__GIVEN EXERCISE__.
Locate every line of the records below that contains the string "flower" and copy each such line in full. Case counts, so match only that exact capitalization.

__EXERCISE MATERIAL__.

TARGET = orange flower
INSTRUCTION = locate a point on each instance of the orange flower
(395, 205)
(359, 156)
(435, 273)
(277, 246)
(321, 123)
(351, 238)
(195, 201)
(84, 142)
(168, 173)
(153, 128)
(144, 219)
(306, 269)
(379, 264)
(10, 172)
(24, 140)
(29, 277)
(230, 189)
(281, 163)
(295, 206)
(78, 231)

==

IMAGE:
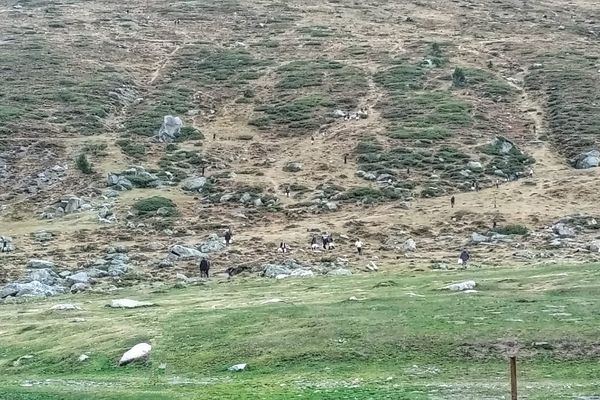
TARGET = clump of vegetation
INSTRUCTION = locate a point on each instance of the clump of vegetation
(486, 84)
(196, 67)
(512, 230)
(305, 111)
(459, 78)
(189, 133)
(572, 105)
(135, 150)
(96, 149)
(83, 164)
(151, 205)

__FULL OUTPUT__.
TARGET = orange flower
INSTRUCTION = locate a point on each instance of the orange flower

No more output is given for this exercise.